Task details
In the text below on the Human Rights Watch World Cup report, to which country was the journalist Mario Guevara deported?

Selection
HRW named two journalist arrests, recorded the Trump Peace Prize, and clocked 15 of 16 cities non-compliant.

Human Rights Watch published '2026 World Cup: Tournament Will Kick Off in Climate of Fear' on Monday 27 April 2026, three days before the Vancouver Congress 1. The report extends the host-city audit HRW released on 10 April , which had counted 167,000 ICE arrests across 11 host-city regions, averaging roughly 15,000 per host-city area over fifteen months, and demanded action plans by Monday 11 May.

The 27 April report adds named incidents. Mario Guevara, an Emmy-winning journalist, was arrested in Atlanta in June 2025 while filming a protest and subsequently deported to El Salvador by ICE (Immigration and Customs Enforcement, the US federal immigration enforcement agency). Estefany Rodriguez, a journalist, was detained in March 2026 while covering ICE raids without a warrant being presented. Mexico, the report records, enacted a new law granting authorities 'virtually unlimited power' to access citizen information without judicial authorisation 2.

Data records
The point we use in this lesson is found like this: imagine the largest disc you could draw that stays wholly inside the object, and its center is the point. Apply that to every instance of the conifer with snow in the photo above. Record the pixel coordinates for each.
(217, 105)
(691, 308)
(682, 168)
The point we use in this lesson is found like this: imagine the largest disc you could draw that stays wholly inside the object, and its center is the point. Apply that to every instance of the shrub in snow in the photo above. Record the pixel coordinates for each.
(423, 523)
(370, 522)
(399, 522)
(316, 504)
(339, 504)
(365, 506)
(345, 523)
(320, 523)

--

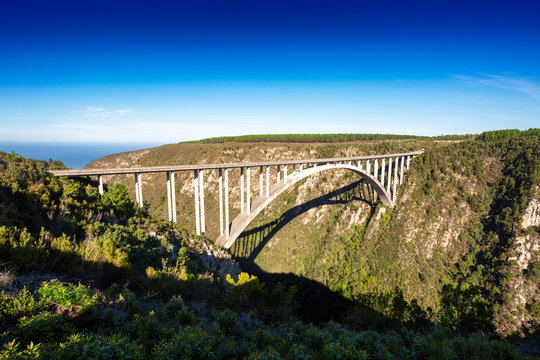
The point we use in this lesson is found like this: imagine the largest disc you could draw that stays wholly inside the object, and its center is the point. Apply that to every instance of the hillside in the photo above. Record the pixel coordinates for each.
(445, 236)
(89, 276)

--

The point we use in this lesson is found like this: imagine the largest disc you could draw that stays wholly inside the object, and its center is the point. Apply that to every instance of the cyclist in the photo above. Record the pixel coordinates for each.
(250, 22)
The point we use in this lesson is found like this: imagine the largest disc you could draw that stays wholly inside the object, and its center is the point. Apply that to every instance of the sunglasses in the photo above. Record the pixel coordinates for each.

Result for this exercise
El Salvador.